◆ **What you are asked to do**
The line that holds "Need: drop a" marks the start. Return it and each following line through the end of the data, unchanged.

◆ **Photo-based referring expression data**
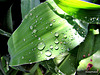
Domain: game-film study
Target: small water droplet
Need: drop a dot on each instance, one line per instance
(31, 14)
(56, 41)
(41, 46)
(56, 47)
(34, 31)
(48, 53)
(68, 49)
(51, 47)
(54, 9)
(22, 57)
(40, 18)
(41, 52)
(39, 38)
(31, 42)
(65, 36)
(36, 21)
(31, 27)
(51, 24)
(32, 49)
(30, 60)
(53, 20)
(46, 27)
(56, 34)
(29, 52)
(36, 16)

◆ **Result of this exercise**
Need: drop a dot on each instance, one line per instance
(31, 14)
(56, 41)
(41, 46)
(56, 47)
(34, 31)
(48, 53)
(68, 49)
(51, 47)
(54, 9)
(22, 57)
(40, 18)
(41, 52)
(39, 38)
(31, 42)
(65, 36)
(36, 21)
(31, 27)
(51, 24)
(32, 49)
(30, 60)
(53, 20)
(46, 27)
(56, 34)
(29, 52)
(36, 16)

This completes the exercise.